#### Challenge
Reproduce the listing below line for line, leaving every character, space, and blank line unchanged.

#### Data provided
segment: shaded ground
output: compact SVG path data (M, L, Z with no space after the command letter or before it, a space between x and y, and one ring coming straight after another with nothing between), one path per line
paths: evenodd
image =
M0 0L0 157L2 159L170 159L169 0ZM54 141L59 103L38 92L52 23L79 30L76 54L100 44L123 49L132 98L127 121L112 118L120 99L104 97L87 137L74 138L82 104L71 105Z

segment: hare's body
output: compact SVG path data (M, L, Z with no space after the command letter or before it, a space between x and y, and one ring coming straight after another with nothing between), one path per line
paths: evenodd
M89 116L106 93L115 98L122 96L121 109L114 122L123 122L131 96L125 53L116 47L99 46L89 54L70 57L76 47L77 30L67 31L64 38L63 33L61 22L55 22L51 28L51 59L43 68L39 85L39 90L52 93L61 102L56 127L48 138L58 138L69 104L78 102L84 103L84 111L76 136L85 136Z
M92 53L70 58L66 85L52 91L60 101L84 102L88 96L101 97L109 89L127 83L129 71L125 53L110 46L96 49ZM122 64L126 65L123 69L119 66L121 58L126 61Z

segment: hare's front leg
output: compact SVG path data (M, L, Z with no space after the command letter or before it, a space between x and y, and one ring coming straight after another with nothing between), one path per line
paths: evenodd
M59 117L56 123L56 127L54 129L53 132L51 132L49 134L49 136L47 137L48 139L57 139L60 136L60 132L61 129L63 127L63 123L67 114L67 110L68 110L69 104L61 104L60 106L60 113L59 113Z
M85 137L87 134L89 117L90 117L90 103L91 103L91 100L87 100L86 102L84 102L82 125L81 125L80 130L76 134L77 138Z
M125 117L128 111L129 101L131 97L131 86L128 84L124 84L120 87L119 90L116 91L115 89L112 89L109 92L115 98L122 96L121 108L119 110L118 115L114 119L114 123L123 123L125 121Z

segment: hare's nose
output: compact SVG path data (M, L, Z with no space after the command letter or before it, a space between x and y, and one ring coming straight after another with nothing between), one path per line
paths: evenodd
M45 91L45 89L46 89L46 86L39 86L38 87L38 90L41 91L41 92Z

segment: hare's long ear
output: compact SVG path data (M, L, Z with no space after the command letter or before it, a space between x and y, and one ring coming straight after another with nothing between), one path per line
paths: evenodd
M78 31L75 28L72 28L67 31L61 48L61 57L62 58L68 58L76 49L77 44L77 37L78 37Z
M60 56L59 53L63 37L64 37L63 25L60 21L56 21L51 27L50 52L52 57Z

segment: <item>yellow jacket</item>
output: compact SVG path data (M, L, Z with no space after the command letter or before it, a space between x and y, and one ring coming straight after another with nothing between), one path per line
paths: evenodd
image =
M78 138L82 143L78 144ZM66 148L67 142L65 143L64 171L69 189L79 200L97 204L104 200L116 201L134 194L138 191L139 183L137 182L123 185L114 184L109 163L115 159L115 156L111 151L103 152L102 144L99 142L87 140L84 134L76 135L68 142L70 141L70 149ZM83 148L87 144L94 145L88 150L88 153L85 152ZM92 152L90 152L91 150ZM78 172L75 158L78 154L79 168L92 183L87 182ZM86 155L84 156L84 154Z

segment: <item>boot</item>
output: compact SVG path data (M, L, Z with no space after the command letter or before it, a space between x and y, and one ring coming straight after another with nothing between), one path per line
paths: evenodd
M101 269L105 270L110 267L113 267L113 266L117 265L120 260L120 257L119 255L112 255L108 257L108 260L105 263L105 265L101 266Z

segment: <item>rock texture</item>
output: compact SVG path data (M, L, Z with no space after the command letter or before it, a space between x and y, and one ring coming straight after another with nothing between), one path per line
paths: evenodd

#### Full answer
segment: shaded ground
output: compact SVG path data (M, L, Z with no space after the command letter or before it, a space between x and y, and one ring coming straight after another with nothing between), one path per line
paths: evenodd
image =
M0 0L0 157L2 159L170 159L169 0ZM54 141L59 103L38 92L52 23L79 30L76 54L100 44L123 49L132 98L127 121L112 118L120 99L104 97L87 137L74 138L82 104L71 105Z

segment: hare's body
output: compact SVG path data (M, L, Z with no space after the command letter or before it, a space between x and y, and one ring coming straight after another with nothing between), one path per line
paths: evenodd
M89 116L106 93L115 98L122 96L121 109L114 122L123 122L131 96L125 53L116 47L99 46L89 54L70 57L76 47L77 30L67 31L64 38L63 33L61 22L55 22L51 28L51 59L43 68L39 85L39 90L52 93L61 102L56 127L48 138L58 138L69 104L78 102L84 103L84 111L76 136L85 136Z
M92 53L70 58L66 85L52 91L60 101L84 102L88 96L101 97L109 89L127 83L129 71L125 53L110 46L96 49ZM122 64L126 65L123 69L119 66L121 58L126 61Z

segment: hare's front leg
output: compact SVG path data (M, L, Z with no space after the command letter or before it, a space between x and y, and one ring coming straight after another with nothing between), one path per line
paths: evenodd
M59 117L56 123L56 127L54 129L53 132L51 132L49 134L49 136L47 137L48 139L57 139L60 136L60 132L61 129L63 127L63 123L67 114L67 110L68 110L69 104L61 104L60 106L60 113L59 113Z
M85 137L87 134L89 117L90 117L90 103L91 103L91 100L87 100L86 102L84 102L82 125L81 125L80 130L76 134L77 138Z
M125 117L128 111L129 101L131 97L131 86L128 84L124 84L120 87L119 90L116 91L115 89L112 89L109 92L115 98L122 96L121 108L119 110L118 115L114 119L114 123L123 123L125 121Z

segment: hare's nose
output: compact SVG path data (M, L, Z with no space after the command letter or before it, a space between x and y, and one ring coming straight after another with nothing between), one path per line
paths: evenodd
M45 91L45 89L46 89L46 86L39 86L38 87L38 90L41 91L41 92Z

segment: hare's long ear
output: compact SVG path data (M, L, Z with no space after the command letter or before it, a space between x and y, and one ring coming straight after another with nothing between), one path per line
paths: evenodd
M78 31L75 28L72 28L67 31L61 48L61 57L62 58L68 58L76 49L77 44L77 37L78 37Z
M60 56L59 53L63 37L64 37L63 25L60 21L56 21L51 27L50 52L52 57Z

segment: <item>yellow jacket</item>
output: compact SVG path data (M, L, Z with no space after the command letter or before it, a space between x and y, and one ring coming straight after another with nothing between), one path per line
paths: evenodd
image =
M78 138L82 143L78 144ZM66 148L67 142L65 143L64 171L69 189L79 200L97 204L104 200L116 201L134 194L138 191L139 183L137 182L123 185L114 184L109 163L115 159L115 156L111 151L103 152L102 144L99 142L87 140L84 134L76 135L68 142L70 141L70 149ZM83 148L87 144L94 145L88 150L88 153L85 152ZM92 152L90 152L91 150ZM78 172L75 158L78 154L79 168L92 183L87 182ZM86 155L84 156L84 154Z

segment: <item>boot</item>
output: compact SVG path data (M, L, Z with no space after the command letter or before it, a space between x and y, and one ring coming straight after another with nothing between), one path per line
paths: evenodd
M101 269L105 270L110 267L113 267L113 266L117 265L120 260L120 257L119 255L112 255L108 257L108 260L105 263L105 265L101 266Z

segment: <item>rock texture</item>
output: compact SVG path data (M, L, Z with no space after the command letter or before it, a space between x and y, and one ring coming straight after another with nothing between), one path per line
paths: evenodd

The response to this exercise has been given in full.